>>>>
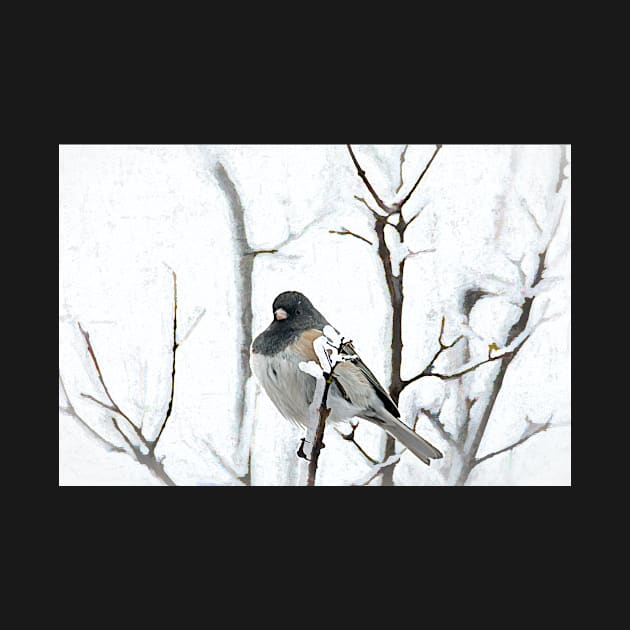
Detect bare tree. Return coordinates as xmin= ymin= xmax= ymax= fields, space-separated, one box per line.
xmin=333 ymin=144 xmax=442 ymax=485
xmin=212 ymin=156 xmax=340 ymax=485
xmin=331 ymin=145 xmax=567 ymax=485
xmin=59 ymin=270 xmax=235 ymax=486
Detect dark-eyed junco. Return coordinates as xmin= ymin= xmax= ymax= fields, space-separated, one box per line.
xmin=250 ymin=291 xmax=442 ymax=464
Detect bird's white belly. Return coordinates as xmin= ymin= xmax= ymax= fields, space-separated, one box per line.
xmin=250 ymin=350 xmax=362 ymax=426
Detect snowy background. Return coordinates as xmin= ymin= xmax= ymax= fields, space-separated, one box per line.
xmin=59 ymin=145 xmax=571 ymax=485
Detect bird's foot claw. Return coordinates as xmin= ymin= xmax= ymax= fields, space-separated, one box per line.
xmin=297 ymin=438 xmax=310 ymax=462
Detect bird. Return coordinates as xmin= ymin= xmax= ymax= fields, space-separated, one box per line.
xmin=250 ymin=291 xmax=443 ymax=465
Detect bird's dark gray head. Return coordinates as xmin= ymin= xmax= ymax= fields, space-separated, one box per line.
xmin=271 ymin=291 xmax=327 ymax=330
xmin=252 ymin=291 xmax=328 ymax=354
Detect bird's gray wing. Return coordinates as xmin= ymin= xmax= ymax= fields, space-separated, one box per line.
xmin=341 ymin=342 xmax=400 ymax=418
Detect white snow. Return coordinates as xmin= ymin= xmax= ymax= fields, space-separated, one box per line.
xmin=59 ymin=145 xmax=571 ymax=485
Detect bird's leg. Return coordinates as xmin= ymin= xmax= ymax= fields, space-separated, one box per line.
xmin=297 ymin=438 xmax=310 ymax=462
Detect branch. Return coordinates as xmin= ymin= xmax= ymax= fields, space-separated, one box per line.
xmin=335 ymin=422 xmax=378 ymax=464
xmin=149 ymin=270 xmax=177 ymax=453
xmin=59 ymin=374 xmax=125 ymax=453
xmin=177 ymin=308 xmax=206 ymax=346
xmin=204 ymin=440 xmax=245 ymax=485
xmin=77 ymin=322 xmax=150 ymax=448
xmin=328 ymin=226 xmax=372 ymax=245
xmin=395 ymin=144 xmax=442 ymax=209
xmin=346 ymin=144 xmax=398 ymax=214
xmin=354 ymin=195 xmax=384 ymax=221
xmin=298 ymin=325 xmax=356 ymax=486
xmin=432 ymin=331 xmax=533 ymax=381
xmin=350 ymin=449 xmax=404 ymax=486
xmin=395 ymin=144 xmax=409 ymax=194
xmin=414 ymin=407 xmax=457 ymax=446
xmin=402 ymin=316 xmax=464 ymax=389
xmin=473 ymin=416 xmax=553 ymax=467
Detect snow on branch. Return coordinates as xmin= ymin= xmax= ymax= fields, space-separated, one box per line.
xmin=473 ymin=415 xmax=562 ymax=467
xmin=298 ymin=326 xmax=356 ymax=486
xmin=351 ymin=450 xmax=404 ymax=486
xmin=69 ymin=265 xmax=205 ymax=486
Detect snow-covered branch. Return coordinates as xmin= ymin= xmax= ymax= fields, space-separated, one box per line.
xmin=473 ymin=416 xmax=554 ymax=466
xmin=350 ymin=451 xmax=404 ymax=486
xmin=298 ymin=326 xmax=356 ymax=486
xmin=71 ymin=268 xmax=203 ymax=486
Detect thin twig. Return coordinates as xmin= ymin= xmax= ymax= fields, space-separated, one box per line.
xmin=416 ymin=407 xmax=457 ymax=446
xmin=77 ymin=322 xmax=150 ymax=448
xmin=335 ymin=422 xmax=378 ymax=464
xmin=328 ymin=227 xmax=372 ymax=245
xmin=59 ymin=374 xmax=125 ymax=453
xmin=394 ymin=144 xmax=409 ymax=195
xmin=354 ymin=195 xmax=384 ymax=221
xmin=396 ymin=144 xmax=442 ymax=208
xmin=177 ymin=308 xmax=206 ymax=346
xmin=473 ymin=418 xmax=552 ymax=467
xmin=346 ymin=144 xmax=395 ymax=214
xmin=402 ymin=316 xmax=464 ymax=389
xmin=150 ymin=271 xmax=179 ymax=453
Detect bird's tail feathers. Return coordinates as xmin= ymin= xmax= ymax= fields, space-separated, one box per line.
xmin=366 ymin=414 xmax=443 ymax=466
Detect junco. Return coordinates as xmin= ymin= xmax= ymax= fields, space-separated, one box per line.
xmin=250 ymin=291 xmax=442 ymax=464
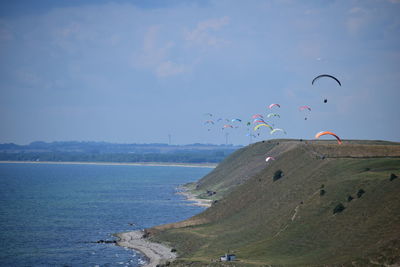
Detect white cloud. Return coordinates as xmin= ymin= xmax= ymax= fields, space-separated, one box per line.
xmin=135 ymin=25 xmax=187 ymax=78
xmin=156 ymin=61 xmax=186 ymax=77
xmin=185 ymin=16 xmax=229 ymax=46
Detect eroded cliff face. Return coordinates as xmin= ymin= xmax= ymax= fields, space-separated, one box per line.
xmin=150 ymin=140 xmax=400 ymax=266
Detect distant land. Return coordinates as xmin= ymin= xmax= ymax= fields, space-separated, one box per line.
xmin=0 ymin=141 xmax=241 ymax=164
xmin=146 ymin=139 xmax=400 ymax=267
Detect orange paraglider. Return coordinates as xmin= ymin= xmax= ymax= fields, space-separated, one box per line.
xmin=315 ymin=131 xmax=342 ymax=145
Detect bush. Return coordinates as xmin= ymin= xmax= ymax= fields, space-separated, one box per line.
xmin=357 ymin=189 xmax=365 ymax=198
xmin=273 ymin=170 xmax=283 ymax=182
xmin=333 ymin=203 xmax=345 ymax=214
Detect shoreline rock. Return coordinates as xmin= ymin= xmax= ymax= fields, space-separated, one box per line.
xmin=114 ymin=230 xmax=176 ymax=267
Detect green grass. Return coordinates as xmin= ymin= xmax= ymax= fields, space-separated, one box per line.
xmin=149 ymin=140 xmax=400 ymax=266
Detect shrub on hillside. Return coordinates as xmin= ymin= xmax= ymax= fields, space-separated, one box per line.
xmin=333 ymin=203 xmax=345 ymax=214
xmin=273 ymin=170 xmax=283 ymax=182
xmin=357 ymin=189 xmax=365 ymax=198
xmin=390 ymin=173 xmax=397 ymax=181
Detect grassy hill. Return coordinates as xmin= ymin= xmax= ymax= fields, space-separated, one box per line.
xmin=149 ymin=140 xmax=400 ymax=266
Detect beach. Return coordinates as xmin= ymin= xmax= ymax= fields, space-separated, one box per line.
xmin=177 ymin=191 xmax=212 ymax=208
xmin=115 ymin=231 xmax=176 ymax=267
xmin=115 ymin=191 xmax=212 ymax=267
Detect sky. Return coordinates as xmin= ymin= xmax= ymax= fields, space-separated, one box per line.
xmin=0 ymin=0 xmax=400 ymax=145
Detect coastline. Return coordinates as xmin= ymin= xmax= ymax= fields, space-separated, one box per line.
xmin=114 ymin=188 xmax=212 ymax=267
xmin=114 ymin=230 xmax=176 ymax=267
xmin=176 ymin=191 xmax=212 ymax=208
xmin=0 ymin=160 xmax=217 ymax=169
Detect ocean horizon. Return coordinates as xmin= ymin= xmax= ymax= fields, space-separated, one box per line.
xmin=0 ymin=163 xmax=211 ymax=266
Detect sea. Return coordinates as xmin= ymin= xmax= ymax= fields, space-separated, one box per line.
<<<<
■ **Exercise description**
Rewrite every line of the records above as a numbered list, skipping blank lines and leaving out the pictures.

■ **Answer below**
1. Detect bare tree. Return coordinates as xmin= ymin= xmax= ymax= fields, space-separated, one box per line.
2. xmin=333 ymin=144 xmax=442 ymax=485
3. xmin=212 ymin=156 xmax=340 ymax=485
4. xmin=331 ymin=145 xmax=567 ymax=485
5. xmin=59 ymin=270 xmax=235 ymax=486
6. Detect dark-eyed junco. Return coordinates as xmin= ymin= xmax= ymax= fields, space-separated, one box per line.
7. xmin=250 ymin=291 xmax=442 ymax=464
8. Detect bird's white belly. Return coordinates as xmin= ymin= xmax= ymax= fields, space-separated, one box per line.
9. xmin=250 ymin=350 xmax=362 ymax=426
10. Detect snowy background. Return coordinates as xmin= ymin= xmax= ymax= fields, space-separated, one box per line.
11. xmin=59 ymin=145 xmax=571 ymax=485
12. Detect bird's foot claw. Return coordinates as xmin= ymin= xmax= ymax= fields, space-separated, one box per line.
13. xmin=297 ymin=438 xmax=310 ymax=462
14. Detect bird. Return coordinates as xmin= ymin= xmax= ymax= fields, space-separated, one box per line.
15. xmin=250 ymin=291 xmax=443 ymax=465
16. Detect bird's dark gray head. Return coordinates as xmin= ymin= xmax= ymax= fields, space-separated, one box per line.
17. xmin=271 ymin=291 xmax=327 ymax=330
18. xmin=252 ymin=291 xmax=328 ymax=354
19. Detect bird's gray wing. Return coordinates as xmin= ymin= xmax= ymax= fields, space-separated, one box per line.
20. xmin=341 ymin=342 xmax=400 ymax=418
21. Detect white snow. Return coordinates as xmin= ymin= xmax= ymax= fields, space-separated, one box per line.
22. xmin=59 ymin=145 xmax=571 ymax=485
23. Detect bird's leg. Return coordinates as xmin= ymin= xmax= ymax= fields, space-separated, one box per line.
24. xmin=297 ymin=438 xmax=310 ymax=462
25. Detect branch. Return coordinates as xmin= ymin= xmax= ymax= fields, space-separated, one box per line.
26. xmin=335 ymin=422 xmax=378 ymax=464
27. xmin=149 ymin=270 xmax=177 ymax=453
28. xmin=59 ymin=374 xmax=125 ymax=453
29. xmin=177 ymin=308 xmax=206 ymax=346
30. xmin=204 ymin=440 xmax=245 ymax=485
31. xmin=77 ymin=322 xmax=150 ymax=448
32. xmin=328 ymin=226 xmax=372 ymax=245
33. xmin=395 ymin=144 xmax=442 ymax=209
34. xmin=346 ymin=144 xmax=398 ymax=214
35. xmin=354 ymin=195 xmax=384 ymax=221
36. xmin=298 ymin=325 xmax=356 ymax=486
37. xmin=432 ymin=331 xmax=533 ymax=381
38. xmin=350 ymin=449 xmax=404 ymax=486
39. xmin=395 ymin=144 xmax=409 ymax=194
40. xmin=414 ymin=407 xmax=457 ymax=446
41. xmin=402 ymin=316 xmax=464 ymax=389
42. xmin=473 ymin=416 xmax=553 ymax=467
43. Detect snow on branch. Return coordinates as xmin= ymin= xmax= ymax= fields, space-separated, one box per line.
44. xmin=473 ymin=415 xmax=562 ymax=467
45. xmin=298 ymin=326 xmax=356 ymax=486
46. xmin=351 ymin=450 xmax=404 ymax=486
47. xmin=69 ymin=265 xmax=205 ymax=486
48. Detect snow-covered branch. Return coordinates as xmin= ymin= xmax= ymax= fields, space-separated, one box per line.
49. xmin=473 ymin=416 xmax=554 ymax=466
50. xmin=350 ymin=451 xmax=404 ymax=486
51. xmin=298 ymin=326 xmax=356 ymax=486
52. xmin=71 ymin=268 xmax=203 ymax=486
53. Detect thin twig. Return coordinates as xmin= ymin= xmax= ymax= fields, space-separated, one box per line.
54. xmin=416 ymin=407 xmax=457 ymax=446
55. xmin=77 ymin=322 xmax=150 ymax=448
56. xmin=335 ymin=422 xmax=378 ymax=464
57. xmin=328 ymin=227 xmax=372 ymax=245
58. xmin=59 ymin=374 xmax=125 ymax=453
59. xmin=394 ymin=144 xmax=409 ymax=195
60. xmin=354 ymin=195 xmax=384 ymax=221
61. xmin=396 ymin=144 xmax=442 ymax=208
62. xmin=177 ymin=308 xmax=206 ymax=346
63. xmin=473 ymin=418 xmax=552 ymax=467
64. xmin=346 ymin=144 xmax=395 ymax=214
65. xmin=402 ymin=316 xmax=464 ymax=389
66. xmin=150 ymin=271 xmax=179 ymax=453
67. Detect bird's tail feathers. Return coordinates as xmin= ymin= xmax= ymax= fields, space-separated, one box per line.
68. xmin=366 ymin=414 xmax=443 ymax=466
69. Detect junco. Return coordinates as xmin= ymin= xmax= ymax= fields, space-separated, one box per line.
70. xmin=250 ymin=291 xmax=442 ymax=464
71. Detect white cloud. Return coordinates as xmin= ymin= xmax= ymax= fields, space-separated, one box per line.
72. xmin=135 ymin=25 xmax=187 ymax=78
73. xmin=156 ymin=61 xmax=186 ymax=77
74. xmin=185 ymin=16 xmax=229 ymax=46
75. Detect eroded cliff face. Return coordinates as xmin= ymin= xmax= ymax= fields, space-separated, one box per line.
76. xmin=150 ymin=140 xmax=400 ymax=266
77. Detect distant land. Return coordinates as xmin= ymin= xmax= ymax= fields, space-separated, one box per line.
78. xmin=0 ymin=141 xmax=241 ymax=164
79. xmin=146 ymin=139 xmax=400 ymax=267
80. Detect orange paraglider. Return coordinates as xmin= ymin= xmax= ymax= fields, space-separated, one box per line.
81. xmin=315 ymin=131 xmax=342 ymax=145
82. Detect bush. Return coordinates as xmin= ymin= xmax= ymax= fields, space-separated, one box per line.
83. xmin=357 ymin=189 xmax=365 ymax=198
84. xmin=273 ymin=170 xmax=283 ymax=182
85. xmin=333 ymin=203 xmax=345 ymax=214
86. Detect shoreline rock. Return coordinates as xmin= ymin= xmax= ymax= fields, space-separated, one box per line.
87. xmin=114 ymin=230 xmax=176 ymax=267
88. Detect green grass. Return coordinates as xmin= ymin= xmax= ymax= fields, space-separated, one box per line.
89. xmin=149 ymin=140 xmax=400 ymax=266
90. Detect shrub on hillside. Return coordinates as xmin= ymin= xmax= ymax= fields, space-separated, one box per line.
91. xmin=333 ymin=203 xmax=345 ymax=214
92. xmin=273 ymin=170 xmax=283 ymax=182
93. xmin=357 ymin=189 xmax=365 ymax=198
94. xmin=390 ymin=173 xmax=397 ymax=181
95. Detect grassy hill. Return coordinates as xmin= ymin= xmax= ymax= fields, space-separated, one box per line.
96. xmin=149 ymin=140 xmax=400 ymax=266
97. Detect beach. Return coordinates as xmin= ymin= xmax= ymax= fields, space-separated, one box per line.
98. xmin=177 ymin=191 xmax=212 ymax=208
99. xmin=115 ymin=231 xmax=176 ymax=267
100. xmin=115 ymin=191 xmax=212 ymax=267
101. Detect sky. Return coordinates as xmin= ymin= xmax= ymax= fields, space-separated, one box per line.
102. xmin=0 ymin=0 xmax=400 ymax=145
103. Detect coastline. Return coordinates as xmin= ymin= xmax= ymax= fields, space-separated, one box per line.
104. xmin=114 ymin=188 xmax=212 ymax=267
105. xmin=114 ymin=230 xmax=176 ymax=267
106. xmin=176 ymin=191 xmax=212 ymax=208
107. xmin=0 ymin=160 xmax=217 ymax=169
108. Detect ocean horizon. Return coordinates as xmin= ymin= xmax= ymax= fields, space-separated, one box per line.
109. xmin=0 ymin=163 xmax=211 ymax=266
110. Detect sea. Return coordinates as xmin= ymin= xmax= ymax= fields, space-separated, one box per line.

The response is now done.